● **Task goal**
Which lines in the listing below contain the word "muddy"? Pick out and copy each of them, matching case exactly.

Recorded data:
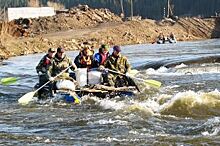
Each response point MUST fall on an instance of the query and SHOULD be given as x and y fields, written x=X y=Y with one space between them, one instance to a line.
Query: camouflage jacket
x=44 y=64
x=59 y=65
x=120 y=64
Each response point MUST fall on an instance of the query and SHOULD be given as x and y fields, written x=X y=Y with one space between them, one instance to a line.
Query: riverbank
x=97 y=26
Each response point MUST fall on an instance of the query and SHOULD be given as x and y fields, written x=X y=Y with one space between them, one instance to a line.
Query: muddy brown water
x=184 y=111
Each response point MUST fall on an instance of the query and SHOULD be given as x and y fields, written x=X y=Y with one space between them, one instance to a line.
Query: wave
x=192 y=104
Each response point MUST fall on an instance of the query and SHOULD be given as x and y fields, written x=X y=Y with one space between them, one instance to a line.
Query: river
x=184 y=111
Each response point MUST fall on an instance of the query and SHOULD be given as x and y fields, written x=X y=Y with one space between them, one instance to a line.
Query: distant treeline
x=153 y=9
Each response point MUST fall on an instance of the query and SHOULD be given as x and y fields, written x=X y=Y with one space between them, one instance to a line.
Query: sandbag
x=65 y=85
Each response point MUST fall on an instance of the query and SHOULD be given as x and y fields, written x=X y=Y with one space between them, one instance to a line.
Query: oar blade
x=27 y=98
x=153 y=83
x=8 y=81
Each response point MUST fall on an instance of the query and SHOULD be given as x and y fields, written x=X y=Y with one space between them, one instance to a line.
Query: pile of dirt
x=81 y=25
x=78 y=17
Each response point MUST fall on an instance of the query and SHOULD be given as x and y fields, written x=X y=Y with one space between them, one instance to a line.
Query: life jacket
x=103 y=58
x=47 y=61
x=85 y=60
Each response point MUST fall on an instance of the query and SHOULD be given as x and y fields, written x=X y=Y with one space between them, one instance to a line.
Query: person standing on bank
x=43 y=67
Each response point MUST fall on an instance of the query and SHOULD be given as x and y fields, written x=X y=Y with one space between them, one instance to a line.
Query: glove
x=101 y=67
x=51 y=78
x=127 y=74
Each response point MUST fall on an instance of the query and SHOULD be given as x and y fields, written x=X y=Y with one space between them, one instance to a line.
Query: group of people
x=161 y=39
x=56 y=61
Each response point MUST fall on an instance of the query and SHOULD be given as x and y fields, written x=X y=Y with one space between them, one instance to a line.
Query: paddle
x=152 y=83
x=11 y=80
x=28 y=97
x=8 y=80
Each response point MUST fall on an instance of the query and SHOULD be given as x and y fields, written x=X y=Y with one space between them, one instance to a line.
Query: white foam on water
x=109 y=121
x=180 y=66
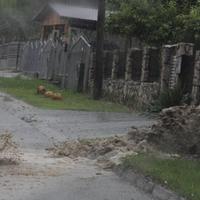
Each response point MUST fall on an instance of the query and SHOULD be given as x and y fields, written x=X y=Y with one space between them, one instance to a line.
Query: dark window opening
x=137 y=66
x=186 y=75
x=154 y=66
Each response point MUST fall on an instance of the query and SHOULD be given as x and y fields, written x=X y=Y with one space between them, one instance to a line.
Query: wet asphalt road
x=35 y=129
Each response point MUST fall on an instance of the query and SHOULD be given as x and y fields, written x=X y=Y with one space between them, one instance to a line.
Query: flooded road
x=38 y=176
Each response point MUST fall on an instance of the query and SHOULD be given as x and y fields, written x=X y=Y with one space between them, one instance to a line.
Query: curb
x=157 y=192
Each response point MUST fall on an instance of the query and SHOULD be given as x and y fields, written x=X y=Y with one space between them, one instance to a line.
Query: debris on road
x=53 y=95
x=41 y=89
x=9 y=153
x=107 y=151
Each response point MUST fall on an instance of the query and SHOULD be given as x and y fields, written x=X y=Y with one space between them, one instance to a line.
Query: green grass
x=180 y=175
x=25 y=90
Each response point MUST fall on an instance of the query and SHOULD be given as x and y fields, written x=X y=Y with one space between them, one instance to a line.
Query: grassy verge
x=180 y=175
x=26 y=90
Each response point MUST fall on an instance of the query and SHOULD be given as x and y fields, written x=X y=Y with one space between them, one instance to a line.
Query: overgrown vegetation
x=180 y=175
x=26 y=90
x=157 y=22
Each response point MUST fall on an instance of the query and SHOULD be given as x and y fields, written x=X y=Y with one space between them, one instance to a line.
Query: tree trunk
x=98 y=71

...

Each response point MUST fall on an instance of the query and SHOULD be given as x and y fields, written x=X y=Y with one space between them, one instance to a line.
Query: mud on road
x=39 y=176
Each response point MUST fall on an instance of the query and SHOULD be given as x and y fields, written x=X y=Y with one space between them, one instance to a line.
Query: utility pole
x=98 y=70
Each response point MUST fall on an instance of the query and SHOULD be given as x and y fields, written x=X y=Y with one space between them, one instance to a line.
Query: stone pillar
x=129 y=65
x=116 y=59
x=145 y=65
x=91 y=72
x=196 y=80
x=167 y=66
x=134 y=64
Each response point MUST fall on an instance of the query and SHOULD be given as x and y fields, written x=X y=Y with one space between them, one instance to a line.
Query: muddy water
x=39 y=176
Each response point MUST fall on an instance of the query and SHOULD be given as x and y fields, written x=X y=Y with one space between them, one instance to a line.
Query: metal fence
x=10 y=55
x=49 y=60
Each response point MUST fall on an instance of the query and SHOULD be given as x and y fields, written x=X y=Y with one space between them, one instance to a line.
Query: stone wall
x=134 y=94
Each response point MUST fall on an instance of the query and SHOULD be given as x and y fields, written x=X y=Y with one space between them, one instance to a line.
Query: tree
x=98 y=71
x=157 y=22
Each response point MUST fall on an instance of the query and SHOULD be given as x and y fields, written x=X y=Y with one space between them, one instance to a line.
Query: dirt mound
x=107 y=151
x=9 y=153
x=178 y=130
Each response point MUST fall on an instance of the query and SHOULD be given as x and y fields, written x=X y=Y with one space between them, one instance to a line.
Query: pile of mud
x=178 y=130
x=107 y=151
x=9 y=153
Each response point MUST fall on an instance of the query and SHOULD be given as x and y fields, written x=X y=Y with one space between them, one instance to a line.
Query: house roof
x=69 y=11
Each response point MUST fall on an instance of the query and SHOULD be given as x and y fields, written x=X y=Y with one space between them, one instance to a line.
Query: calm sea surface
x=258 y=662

--

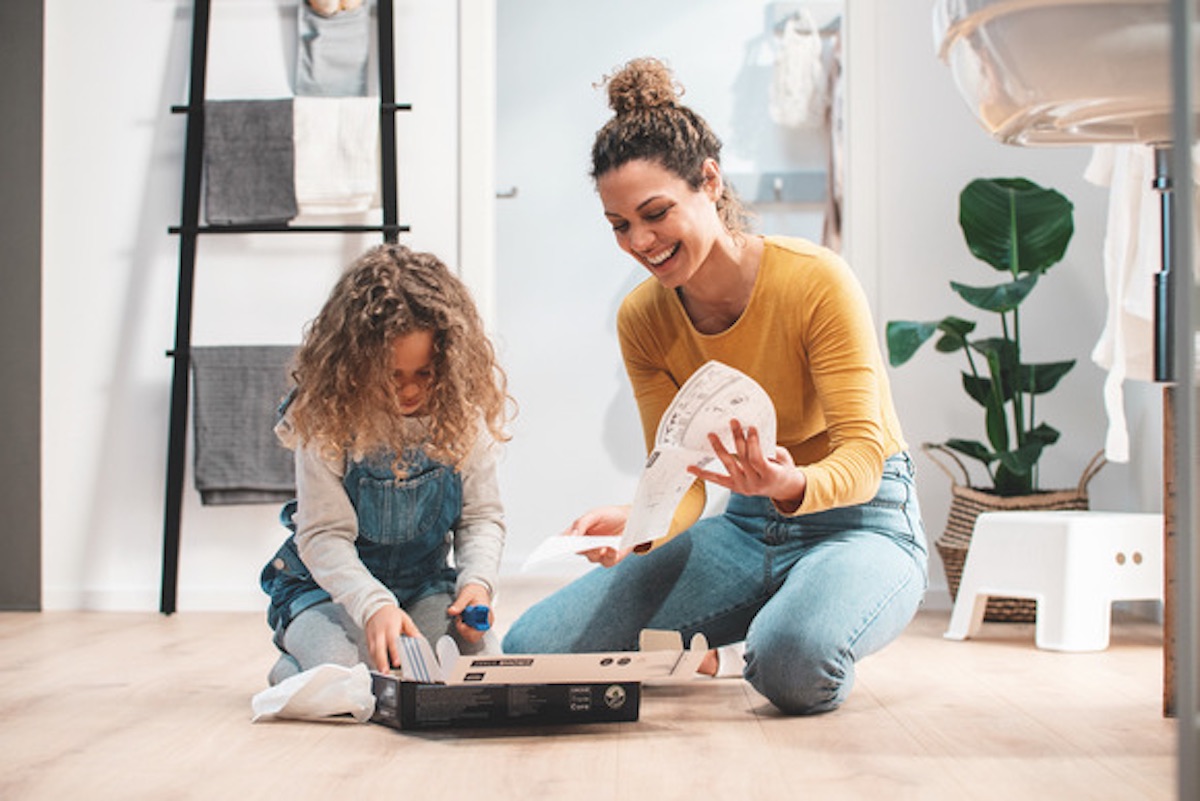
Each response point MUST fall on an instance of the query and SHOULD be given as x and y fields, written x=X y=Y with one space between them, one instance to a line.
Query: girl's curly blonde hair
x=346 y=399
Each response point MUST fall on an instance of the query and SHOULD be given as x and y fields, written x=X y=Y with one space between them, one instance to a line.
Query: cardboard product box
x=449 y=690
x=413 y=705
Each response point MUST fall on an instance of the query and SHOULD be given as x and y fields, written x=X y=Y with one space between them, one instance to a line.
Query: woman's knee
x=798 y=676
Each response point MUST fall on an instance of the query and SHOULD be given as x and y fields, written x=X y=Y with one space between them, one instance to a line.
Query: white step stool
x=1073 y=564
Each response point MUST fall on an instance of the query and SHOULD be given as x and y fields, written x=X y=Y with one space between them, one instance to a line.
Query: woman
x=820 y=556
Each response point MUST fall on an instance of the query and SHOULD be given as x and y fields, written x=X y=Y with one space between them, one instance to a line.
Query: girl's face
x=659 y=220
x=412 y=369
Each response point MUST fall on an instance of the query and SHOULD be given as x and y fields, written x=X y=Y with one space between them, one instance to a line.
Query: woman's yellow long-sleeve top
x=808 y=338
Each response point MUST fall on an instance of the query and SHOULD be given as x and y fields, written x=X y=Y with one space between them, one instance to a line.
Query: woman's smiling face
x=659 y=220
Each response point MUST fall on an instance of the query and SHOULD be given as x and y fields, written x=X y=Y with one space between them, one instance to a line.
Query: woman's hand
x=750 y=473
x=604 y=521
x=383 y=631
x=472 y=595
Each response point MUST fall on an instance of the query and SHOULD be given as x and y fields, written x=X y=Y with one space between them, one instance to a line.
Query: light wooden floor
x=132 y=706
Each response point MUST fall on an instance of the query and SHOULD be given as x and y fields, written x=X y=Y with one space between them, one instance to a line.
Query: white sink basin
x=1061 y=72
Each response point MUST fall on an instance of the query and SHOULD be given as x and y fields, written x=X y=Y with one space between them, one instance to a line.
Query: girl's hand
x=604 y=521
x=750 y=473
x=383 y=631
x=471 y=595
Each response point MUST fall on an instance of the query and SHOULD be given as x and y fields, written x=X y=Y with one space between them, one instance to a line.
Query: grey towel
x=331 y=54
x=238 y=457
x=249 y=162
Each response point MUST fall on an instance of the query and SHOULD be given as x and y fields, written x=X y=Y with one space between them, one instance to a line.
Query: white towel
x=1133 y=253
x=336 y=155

● **Completed task**
Query: muddy brown water
Query: muddy water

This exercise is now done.